Reproduce all of the material word for word.
----
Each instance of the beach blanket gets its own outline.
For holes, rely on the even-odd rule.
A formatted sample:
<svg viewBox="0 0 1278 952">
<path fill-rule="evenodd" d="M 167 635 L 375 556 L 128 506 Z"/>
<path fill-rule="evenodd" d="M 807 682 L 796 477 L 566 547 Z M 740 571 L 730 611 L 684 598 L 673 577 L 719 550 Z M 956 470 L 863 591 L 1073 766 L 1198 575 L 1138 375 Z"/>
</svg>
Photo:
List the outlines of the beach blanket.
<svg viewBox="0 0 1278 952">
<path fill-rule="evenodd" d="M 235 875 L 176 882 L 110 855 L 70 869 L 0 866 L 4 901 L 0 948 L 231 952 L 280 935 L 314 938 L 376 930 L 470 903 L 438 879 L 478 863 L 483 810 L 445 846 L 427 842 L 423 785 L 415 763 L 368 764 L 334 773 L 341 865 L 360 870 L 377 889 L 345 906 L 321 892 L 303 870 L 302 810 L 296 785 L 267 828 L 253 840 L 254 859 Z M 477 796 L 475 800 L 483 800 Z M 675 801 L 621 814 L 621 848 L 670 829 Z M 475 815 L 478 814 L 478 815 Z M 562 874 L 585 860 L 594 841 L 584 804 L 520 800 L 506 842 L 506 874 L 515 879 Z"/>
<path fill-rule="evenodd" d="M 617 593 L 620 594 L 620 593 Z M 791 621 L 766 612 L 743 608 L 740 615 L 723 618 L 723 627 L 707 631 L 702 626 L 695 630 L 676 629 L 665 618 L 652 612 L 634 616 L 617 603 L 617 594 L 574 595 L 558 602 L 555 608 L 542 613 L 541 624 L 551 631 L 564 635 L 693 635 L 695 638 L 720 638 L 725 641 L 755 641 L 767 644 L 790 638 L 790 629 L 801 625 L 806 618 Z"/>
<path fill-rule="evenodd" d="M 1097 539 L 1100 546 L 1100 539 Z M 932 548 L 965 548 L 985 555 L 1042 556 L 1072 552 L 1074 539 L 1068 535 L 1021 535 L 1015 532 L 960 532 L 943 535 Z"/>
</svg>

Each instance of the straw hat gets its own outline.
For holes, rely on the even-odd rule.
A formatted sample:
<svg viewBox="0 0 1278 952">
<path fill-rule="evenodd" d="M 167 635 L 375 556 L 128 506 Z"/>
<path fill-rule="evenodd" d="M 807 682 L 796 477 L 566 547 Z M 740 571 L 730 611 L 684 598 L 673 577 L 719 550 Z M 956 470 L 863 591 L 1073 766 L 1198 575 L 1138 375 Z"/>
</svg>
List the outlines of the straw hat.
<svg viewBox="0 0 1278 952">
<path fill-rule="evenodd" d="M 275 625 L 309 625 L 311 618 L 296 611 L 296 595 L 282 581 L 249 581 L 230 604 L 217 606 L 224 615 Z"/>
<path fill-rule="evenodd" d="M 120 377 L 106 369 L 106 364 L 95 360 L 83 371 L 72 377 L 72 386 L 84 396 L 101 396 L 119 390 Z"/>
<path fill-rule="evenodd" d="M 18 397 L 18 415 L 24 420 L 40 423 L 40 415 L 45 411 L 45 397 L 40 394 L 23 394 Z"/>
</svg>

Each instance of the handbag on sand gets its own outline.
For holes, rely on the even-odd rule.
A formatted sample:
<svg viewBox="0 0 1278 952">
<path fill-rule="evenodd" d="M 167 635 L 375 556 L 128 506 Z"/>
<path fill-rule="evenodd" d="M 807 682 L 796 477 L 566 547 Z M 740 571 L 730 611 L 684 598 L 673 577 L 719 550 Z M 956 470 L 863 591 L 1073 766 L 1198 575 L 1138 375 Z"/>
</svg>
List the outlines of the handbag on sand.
----
> Task output:
Each instance of the beach blanket gets its own outline.
For holes, rely on the even-odd rule.
A formatted sample:
<svg viewBox="0 0 1278 952">
<path fill-rule="evenodd" d="M 167 635 L 375 556 L 128 506 Z"/>
<path fill-rule="evenodd" d="M 807 682 L 796 477 L 566 547 Z M 740 571 L 730 611 L 684 598 L 673 577 L 719 550 Z M 956 470 L 863 591 L 1073 766 L 1198 575 L 1138 375 Z"/>
</svg>
Photo:
List the outlines of the beach blanket.
<svg viewBox="0 0 1278 952">
<path fill-rule="evenodd" d="M 235 875 L 176 882 L 110 855 L 70 869 L 0 866 L 4 901 L 0 948 L 231 952 L 280 935 L 314 938 L 376 930 L 470 903 L 438 879 L 478 863 L 483 810 L 445 846 L 427 842 L 423 785 L 415 763 L 368 764 L 334 773 L 341 865 L 360 870 L 377 889 L 345 906 L 321 892 L 303 870 L 302 810 L 296 785 L 267 828 L 253 840 L 254 859 Z M 477 796 L 475 800 L 483 800 Z M 675 801 L 621 814 L 621 848 L 670 829 Z M 475 815 L 478 814 L 478 815 Z M 562 874 L 585 860 L 594 841 L 584 804 L 520 800 L 506 842 L 506 874 L 515 879 Z"/>
<path fill-rule="evenodd" d="M 617 593 L 620 594 L 620 593 Z M 791 621 L 766 612 L 743 608 L 740 615 L 723 618 L 723 627 L 707 631 L 702 626 L 695 630 L 676 629 L 665 618 L 652 612 L 634 616 L 617 603 L 617 594 L 574 595 L 558 602 L 555 608 L 542 613 L 541 624 L 551 631 L 564 635 L 693 635 L 695 638 L 720 638 L 725 641 L 755 641 L 767 644 L 790 638 L 790 629 L 801 625 L 806 618 Z"/>
<path fill-rule="evenodd" d="M 1097 539 L 1100 546 L 1100 539 Z M 932 548 L 965 548 L 985 555 L 1042 556 L 1072 552 L 1074 539 L 1068 535 L 1021 535 L 1015 532 L 960 532 L 943 535 Z"/>
</svg>

Each instance of the straw hat gets its own outline.
For holes, rely on the even-odd rule.
A formatted sample:
<svg viewBox="0 0 1278 952">
<path fill-rule="evenodd" d="M 167 635 L 375 556 L 128 506 Z"/>
<path fill-rule="evenodd" d="M 807 682 L 796 477 L 566 547 Z M 740 571 L 730 611 L 684 598 L 673 577 L 719 550 Z M 956 470 L 863 591 L 1073 766 L 1198 575 L 1138 375 Z"/>
</svg>
List the outlines of the straw hat.
<svg viewBox="0 0 1278 952">
<path fill-rule="evenodd" d="M 275 625 L 309 625 L 311 618 L 296 611 L 296 595 L 282 581 L 249 581 L 230 604 L 217 606 L 224 615 Z"/>
<path fill-rule="evenodd" d="M 120 377 L 106 369 L 106 364 L 95 360 L 83 371 L 72 377 L 72 386 L 84 396 L 101 396 L 119 390 Z"/>
<path fill-rule="evenodd" d="M 18 397 L 18 415 L 24 420 L 40 423 L 40 415 L 45 411 L 45 397 L 40 394 L 23 394 Z"/>
</svg>

Each instance of the handbag on sand gets its own outline.
For holes, rely on the even-odd rule.
A formatted sample:
<svg viewBox="0 0 1278 952">
<path fill-rule="evenodd" d="M 167 635 L 375 556 L 128 506 Z"/>
<path fill-rule="evenodd" d="M 807 682 L 796 477 L 566 547 Z M 740 571 L 730 611 L 684 598 L 673 577 L 719 550 Z M 956 470 L 863 591 L 1073 766 L 1198 575 L 1138 375 Z"/>
</svg>
List the outlines of the handbag on sand.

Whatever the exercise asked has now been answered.